→ The data

________________________

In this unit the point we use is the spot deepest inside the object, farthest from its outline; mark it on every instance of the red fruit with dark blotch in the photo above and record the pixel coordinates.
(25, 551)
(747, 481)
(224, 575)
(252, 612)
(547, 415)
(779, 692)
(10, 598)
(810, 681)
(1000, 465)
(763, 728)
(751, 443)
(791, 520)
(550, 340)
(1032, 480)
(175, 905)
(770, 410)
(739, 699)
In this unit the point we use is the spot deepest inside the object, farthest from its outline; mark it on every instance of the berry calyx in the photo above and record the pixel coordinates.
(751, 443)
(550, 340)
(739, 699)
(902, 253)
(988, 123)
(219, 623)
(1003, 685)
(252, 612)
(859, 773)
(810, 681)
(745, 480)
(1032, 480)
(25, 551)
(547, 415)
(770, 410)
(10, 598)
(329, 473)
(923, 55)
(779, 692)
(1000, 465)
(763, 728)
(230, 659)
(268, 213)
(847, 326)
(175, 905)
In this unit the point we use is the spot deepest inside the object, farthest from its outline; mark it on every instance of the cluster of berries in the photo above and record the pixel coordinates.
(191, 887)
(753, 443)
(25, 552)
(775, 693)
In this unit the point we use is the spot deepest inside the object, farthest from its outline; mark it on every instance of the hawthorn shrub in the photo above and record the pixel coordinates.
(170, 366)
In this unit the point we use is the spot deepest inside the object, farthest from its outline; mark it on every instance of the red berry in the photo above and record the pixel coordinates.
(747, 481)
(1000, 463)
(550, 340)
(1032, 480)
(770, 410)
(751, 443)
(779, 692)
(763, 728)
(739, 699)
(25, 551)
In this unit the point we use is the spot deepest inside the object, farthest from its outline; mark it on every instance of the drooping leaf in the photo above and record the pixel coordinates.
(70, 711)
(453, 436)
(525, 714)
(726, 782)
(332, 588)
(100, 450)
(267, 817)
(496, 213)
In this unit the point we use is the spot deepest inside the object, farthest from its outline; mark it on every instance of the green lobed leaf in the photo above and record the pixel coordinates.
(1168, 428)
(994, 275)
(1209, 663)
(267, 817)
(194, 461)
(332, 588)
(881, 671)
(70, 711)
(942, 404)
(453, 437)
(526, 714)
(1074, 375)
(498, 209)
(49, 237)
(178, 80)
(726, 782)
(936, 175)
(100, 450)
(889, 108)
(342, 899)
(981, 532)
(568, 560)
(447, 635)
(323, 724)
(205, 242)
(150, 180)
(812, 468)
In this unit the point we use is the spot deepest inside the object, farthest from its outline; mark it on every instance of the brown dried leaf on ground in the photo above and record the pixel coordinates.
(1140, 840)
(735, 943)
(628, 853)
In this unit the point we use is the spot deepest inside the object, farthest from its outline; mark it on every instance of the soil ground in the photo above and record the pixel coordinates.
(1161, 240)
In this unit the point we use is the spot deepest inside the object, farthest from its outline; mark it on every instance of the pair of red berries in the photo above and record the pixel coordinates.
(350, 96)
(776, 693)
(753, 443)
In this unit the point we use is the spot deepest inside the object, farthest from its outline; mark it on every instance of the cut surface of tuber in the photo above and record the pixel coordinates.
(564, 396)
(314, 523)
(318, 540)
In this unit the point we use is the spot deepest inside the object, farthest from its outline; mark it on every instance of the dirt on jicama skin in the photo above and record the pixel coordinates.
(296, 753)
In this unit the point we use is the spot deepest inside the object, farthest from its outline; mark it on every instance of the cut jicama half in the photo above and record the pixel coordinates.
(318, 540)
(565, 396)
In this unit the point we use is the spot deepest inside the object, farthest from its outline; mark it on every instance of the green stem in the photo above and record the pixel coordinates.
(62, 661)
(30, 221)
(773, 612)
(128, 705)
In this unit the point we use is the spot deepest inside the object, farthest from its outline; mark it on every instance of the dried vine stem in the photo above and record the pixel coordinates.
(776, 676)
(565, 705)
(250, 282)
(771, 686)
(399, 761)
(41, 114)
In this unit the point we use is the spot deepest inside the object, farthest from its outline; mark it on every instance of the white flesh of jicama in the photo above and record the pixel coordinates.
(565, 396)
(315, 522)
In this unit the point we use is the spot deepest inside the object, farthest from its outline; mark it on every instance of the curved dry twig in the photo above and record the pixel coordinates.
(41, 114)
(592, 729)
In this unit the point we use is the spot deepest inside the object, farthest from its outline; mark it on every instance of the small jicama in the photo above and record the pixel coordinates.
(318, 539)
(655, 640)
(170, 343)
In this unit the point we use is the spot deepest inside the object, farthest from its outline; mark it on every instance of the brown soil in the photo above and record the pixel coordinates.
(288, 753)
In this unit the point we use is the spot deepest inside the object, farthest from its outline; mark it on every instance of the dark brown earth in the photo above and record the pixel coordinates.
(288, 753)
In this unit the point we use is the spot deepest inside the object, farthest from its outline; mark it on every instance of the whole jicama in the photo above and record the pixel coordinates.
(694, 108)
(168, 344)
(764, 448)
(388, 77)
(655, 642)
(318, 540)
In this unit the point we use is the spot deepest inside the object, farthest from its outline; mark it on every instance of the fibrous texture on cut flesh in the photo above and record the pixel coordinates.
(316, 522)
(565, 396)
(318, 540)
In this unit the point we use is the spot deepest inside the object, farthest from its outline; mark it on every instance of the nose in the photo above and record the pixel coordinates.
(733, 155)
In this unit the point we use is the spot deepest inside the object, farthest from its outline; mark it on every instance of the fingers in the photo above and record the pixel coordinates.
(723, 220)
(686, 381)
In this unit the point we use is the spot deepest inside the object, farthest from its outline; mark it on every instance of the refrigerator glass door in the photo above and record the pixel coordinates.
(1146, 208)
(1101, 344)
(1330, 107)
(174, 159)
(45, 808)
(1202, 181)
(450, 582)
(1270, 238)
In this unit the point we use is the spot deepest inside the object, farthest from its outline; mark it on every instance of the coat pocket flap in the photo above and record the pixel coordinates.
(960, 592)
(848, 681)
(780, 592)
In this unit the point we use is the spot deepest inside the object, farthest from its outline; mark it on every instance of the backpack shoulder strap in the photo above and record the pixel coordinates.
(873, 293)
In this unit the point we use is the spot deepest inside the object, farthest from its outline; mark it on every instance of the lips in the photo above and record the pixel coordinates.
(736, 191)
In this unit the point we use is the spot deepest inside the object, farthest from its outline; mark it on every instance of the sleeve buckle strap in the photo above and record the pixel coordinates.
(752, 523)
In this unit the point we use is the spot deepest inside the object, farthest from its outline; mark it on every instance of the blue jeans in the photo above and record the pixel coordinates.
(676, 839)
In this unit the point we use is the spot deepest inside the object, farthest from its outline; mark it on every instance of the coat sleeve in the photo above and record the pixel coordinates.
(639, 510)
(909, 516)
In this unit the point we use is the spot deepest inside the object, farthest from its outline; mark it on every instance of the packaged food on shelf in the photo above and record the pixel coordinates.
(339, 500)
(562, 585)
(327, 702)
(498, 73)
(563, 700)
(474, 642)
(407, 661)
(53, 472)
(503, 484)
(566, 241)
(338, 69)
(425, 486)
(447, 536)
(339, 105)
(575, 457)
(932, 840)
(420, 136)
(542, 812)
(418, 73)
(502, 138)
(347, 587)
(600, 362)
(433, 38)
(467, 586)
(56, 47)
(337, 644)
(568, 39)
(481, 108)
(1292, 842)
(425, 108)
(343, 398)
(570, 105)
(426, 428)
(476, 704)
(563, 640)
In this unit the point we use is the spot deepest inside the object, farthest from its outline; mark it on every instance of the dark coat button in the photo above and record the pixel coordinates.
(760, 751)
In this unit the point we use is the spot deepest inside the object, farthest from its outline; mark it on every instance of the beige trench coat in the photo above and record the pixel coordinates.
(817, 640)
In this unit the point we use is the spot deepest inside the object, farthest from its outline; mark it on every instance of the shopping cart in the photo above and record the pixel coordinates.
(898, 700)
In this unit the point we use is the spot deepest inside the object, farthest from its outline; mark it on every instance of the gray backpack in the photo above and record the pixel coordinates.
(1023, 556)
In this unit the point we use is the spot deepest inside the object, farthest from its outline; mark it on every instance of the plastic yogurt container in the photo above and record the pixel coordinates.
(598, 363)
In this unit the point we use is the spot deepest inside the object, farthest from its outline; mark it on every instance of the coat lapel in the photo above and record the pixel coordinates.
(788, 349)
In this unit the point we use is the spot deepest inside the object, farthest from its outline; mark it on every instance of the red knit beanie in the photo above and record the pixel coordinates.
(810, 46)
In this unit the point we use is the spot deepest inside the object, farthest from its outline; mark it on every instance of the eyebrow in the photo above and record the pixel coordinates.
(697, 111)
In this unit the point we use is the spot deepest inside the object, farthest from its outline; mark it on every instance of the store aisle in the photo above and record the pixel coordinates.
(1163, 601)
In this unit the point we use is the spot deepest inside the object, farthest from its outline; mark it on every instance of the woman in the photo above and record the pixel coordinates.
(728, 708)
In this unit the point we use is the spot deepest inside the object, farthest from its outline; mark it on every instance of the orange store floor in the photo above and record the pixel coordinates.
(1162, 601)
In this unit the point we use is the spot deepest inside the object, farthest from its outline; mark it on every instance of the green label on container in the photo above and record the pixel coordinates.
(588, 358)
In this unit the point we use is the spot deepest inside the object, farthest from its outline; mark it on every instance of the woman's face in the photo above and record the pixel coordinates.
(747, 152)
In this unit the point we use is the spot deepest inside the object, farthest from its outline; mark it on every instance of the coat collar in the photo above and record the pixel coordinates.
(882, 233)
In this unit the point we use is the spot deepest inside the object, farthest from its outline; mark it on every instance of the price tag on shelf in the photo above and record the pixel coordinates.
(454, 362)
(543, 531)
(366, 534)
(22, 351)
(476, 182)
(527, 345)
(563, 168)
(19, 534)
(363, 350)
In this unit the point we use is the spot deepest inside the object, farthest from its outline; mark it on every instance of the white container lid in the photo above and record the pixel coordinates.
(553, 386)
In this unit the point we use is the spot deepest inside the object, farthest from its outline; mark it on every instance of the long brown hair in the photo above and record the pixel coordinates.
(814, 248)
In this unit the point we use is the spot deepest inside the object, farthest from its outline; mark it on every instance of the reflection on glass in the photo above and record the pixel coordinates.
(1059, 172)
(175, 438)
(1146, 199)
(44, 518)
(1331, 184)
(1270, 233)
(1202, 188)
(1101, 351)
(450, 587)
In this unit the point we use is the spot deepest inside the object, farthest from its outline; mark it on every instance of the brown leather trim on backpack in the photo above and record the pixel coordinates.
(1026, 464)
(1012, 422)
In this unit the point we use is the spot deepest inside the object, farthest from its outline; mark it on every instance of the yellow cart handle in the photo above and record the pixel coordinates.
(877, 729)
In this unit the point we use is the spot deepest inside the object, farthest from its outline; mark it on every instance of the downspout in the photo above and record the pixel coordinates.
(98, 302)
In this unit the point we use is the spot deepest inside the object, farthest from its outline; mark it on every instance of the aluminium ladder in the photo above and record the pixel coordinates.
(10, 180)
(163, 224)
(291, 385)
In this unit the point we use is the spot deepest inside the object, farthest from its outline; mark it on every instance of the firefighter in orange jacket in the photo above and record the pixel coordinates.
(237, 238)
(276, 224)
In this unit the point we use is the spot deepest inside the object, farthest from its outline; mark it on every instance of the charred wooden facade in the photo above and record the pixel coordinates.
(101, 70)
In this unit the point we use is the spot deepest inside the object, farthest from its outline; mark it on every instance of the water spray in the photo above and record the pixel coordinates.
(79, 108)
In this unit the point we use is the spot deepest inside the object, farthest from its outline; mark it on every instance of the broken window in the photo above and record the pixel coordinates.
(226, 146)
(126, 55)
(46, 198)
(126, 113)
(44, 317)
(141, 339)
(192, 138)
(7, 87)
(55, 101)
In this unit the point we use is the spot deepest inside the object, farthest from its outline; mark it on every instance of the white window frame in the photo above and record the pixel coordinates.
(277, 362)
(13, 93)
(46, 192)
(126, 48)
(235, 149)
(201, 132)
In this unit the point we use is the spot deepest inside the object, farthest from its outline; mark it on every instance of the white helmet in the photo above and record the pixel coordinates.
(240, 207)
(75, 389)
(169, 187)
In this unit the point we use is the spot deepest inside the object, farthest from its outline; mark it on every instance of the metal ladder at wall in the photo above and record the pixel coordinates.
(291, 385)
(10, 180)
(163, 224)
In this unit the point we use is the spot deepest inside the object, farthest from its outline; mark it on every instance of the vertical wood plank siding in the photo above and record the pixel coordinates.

________________________

→ Instructions to follow
This exercise calls for the lines from the one holding "of the broken" through the end of the entries, transcribed exactly and with nothing more.

→ Response box
In this unit the point we use is the spot deepest inside the object, farthest from its outline; mark it on every instance of the broken window in the photo above and record the pixel coordinates.
(226, 146)
(126, 55)
(46, 198)
(126, 113)
(44, 317)
(141, 339)
(192, 138)
(7, 87)
(55, 101)
In this unit the point we use is the spot deepest inside the object, farthest from its outline; mark it on every instance of the white window frame in the photo above and record the pixel coordinates.
(277, 362)
(13, 93)
(46, 192)
(126, 48)
(235, 149)
(201, 132)
In this unit the point we use is the spot deepest inside the object, farthest from its outline; mark it on every instance of the white helmet in the photo above and record the pixel coordinates.
(240, 207)
(75, 389)
(169, 187)
In this unit the point we use is the spot deepest inside the object, farthest from its outline; mark it on every instance of the metal ladder at wall in the photo above and record the pixel coordinates.
(291, 385)
(10, 180)
(163, 224)
In this unit the point we use is the spot deepest inside the object, farthest from its outline; mark it on every instance of the vertical wood plank siding in the photo above and record the pixel coordinates.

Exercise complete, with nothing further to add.